▶ [Task instructions]:
- 1) According to the water dimer tutorial, what causes the peak at 0.9 nm in the histogram of the relative distance?
- 2) Copy the water dimer tutorial word for word, from "First of all" up to and including "you should replace.".

▶ [Document segment]:
^^^^^^^^^^^^^^^^

First of all let's start to learn something about the water dimer system by running a first simulations. You can start by creating a folder with the dimer.tpr file and run a simulation.

\verbatim
> gmx mdrun -s dimer.tpr  
\endverbatim

In this way we have a 25ns long trajectory that we can use to have a first look at the behavior of the system.
Is the sampling of the relative distance between the two water molecules converged?

Use plumed driver to analyze the trajectory and evaluate the quality of the sampling.

Here you can find a sample `plumed.dat` file that you can use as a template.
Whenever you see an highlighted \highlight{FILL} string, this is a string that you should replace.

\plumedfile
# vim:ft=plumed
#compute the distance between the two oxygens
d: DISTANCE ATOMS=1,4
#accumulate block histograms
hh: HISTOGRAM ARG=d STRIDE=10 GRID_MIN=0 GRID_MAX=4.0 GRID_BIN=200 KERNEL=DISCRETE CLEAR=10000
#and dump them
DUMPGRID GRID=hh FILE=my_histogram.dat STRIDE=10000
# Print the collective variable.
PRINT ARG=d STRIDE=10 FILE=distance.dat 
\endplumedfile

\verbatim
> plumed driver --mf_xtc traj_comp.xtc --plumed plumed.dat  
> python3 do_block_histo.py > final-histo-10000.dat
\endverbatim

If there is something you don't remember about this procedure go back and check in \ref trieste-2 .
There you can also find a python script to perform block averaging of the histograms and assess the error. 
The result should be comparable with the following:
\image html trieste-3-histo-dimer.png "A histogram of the relative distance (in nm) with errors"
Notice the peak at 0.9 nm, this is the effect of using cut-off for the calculation of the interactions in the simulation (check the run-dimer.mdp file for the properties of the run)

\section trieste-3-ex-2 Exercise 2: Apply a linear restraint on the same collective variable 
Now we will try to apply a linear restraint on the relative distance and compare the resulting distribution.
The new sampling will reflect the effect of the bias.
Be careful about the statistics: in the simulation of exercise 1 you were post processing a trajectory of 125000 frames accumulating one frame every ten in an histogram and clearing
the histogram after 10000 steps. As a result you had 12 blocks in the form of 11 analysis.* files and a final block named my_histogram.dat. In the following try to accumulate on the fly
the same amount of statistics. Look into the .mdp file to see how often frames are written in a trajectory. If you write too many analysis.* files (i.e. 100 files plumed will fail
with an error).

\plumedfile
# vim:ft=plumed
#compute the distance between the two oxygens
d: DISTANCE __FILL__
#accumulate block histograms
hh: HISTOGRAM ARG=d KERNEL=DISCRETE STRIDE=500 CLEAR=500000 GRID_MIN=0 GRID_MAX=4.0 GRID_BIN=200
#and dump them
DUMPGRID __FILL__

#apply a linear restraint
lr: RESTRAINT ARG=d KAPPA=0 AT=0 SLOPE=2.5

# Print the collective variable and the bias.

^^^^^^^^^^^^^^^^

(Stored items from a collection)
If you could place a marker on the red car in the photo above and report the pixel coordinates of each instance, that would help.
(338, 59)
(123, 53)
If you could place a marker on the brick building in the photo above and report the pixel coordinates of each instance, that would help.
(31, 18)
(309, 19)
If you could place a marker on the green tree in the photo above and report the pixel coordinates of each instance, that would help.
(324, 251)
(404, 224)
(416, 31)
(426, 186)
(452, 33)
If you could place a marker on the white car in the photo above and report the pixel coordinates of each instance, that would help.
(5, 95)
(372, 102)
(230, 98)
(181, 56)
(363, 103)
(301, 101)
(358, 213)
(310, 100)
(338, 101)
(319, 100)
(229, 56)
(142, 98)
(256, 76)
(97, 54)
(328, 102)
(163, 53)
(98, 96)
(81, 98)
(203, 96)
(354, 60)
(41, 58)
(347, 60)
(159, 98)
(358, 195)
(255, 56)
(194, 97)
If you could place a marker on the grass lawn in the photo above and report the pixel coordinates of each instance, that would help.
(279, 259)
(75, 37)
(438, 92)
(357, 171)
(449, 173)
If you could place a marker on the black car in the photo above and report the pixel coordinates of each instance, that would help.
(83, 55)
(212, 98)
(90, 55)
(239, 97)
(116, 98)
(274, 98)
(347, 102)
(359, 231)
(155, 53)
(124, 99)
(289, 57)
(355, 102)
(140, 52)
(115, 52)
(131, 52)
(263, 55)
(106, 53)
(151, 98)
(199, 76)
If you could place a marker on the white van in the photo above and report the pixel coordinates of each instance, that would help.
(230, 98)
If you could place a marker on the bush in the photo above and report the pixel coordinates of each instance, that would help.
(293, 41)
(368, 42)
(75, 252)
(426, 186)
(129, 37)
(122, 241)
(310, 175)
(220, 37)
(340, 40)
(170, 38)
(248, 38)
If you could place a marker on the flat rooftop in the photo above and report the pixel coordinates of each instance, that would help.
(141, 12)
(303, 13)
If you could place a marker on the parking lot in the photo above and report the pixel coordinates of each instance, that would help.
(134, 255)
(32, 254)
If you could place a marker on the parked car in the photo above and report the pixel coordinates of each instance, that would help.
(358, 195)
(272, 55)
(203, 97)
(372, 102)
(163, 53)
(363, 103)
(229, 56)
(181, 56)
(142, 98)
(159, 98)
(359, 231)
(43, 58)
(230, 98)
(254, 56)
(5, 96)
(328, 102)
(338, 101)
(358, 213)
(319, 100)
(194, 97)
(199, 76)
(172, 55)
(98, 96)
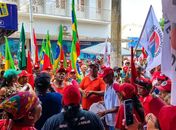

^^^^^^^^^^^^^^^^

▶ [Per-task answers]:
- 1) The use of a cut-off for the calculation of the interactions in the simulation.

- 2)
First of all let's start to learn something about the water dimer system by running a first simulations. You can start by creating a folder with the dimer.tpr file and run a simulation.

\verbatim
> gmx mdrun -s dimer.tpr  
\endverbatim

In this way we have a 25ns long trajectory that we can use to have a first look at the behavior of the system.
Is the sampling of the relative distance between the two water molecules converged?

Use plumed driver to analyze the trajectory and evaluate the quality of the sampling.

Here you can find a sample `plumed.dat` file that you can use as a template.
Whenever you see an highlighted \highlight{FILL} string, this is a string that you should replace.